> _Exercise prompt_: Reproduce all entries verbatim, with nothing added or dropped.

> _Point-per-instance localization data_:
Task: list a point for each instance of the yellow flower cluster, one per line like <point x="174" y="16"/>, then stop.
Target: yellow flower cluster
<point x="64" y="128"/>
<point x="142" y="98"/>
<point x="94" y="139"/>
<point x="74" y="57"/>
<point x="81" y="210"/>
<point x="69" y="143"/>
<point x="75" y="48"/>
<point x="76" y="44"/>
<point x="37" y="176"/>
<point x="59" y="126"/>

> _Finished task_:
Task: list a point for each instance of the yellow flower cluster, one per line like <point x="174" y="16"/>, then stop.
Target: yellow flower cluster
<point x="64" y="128"/>
<point x="142" y="98"/>
<point x="94" y="139"/>
<point x="74" y="57"/>
<point x="81" y="210"/>
<point x="69" y="143"/>
<point x="75" y="48"/>
<point x="76" y="44"/>
<point x="37" y="176"/>
<point x="59" y="126"/>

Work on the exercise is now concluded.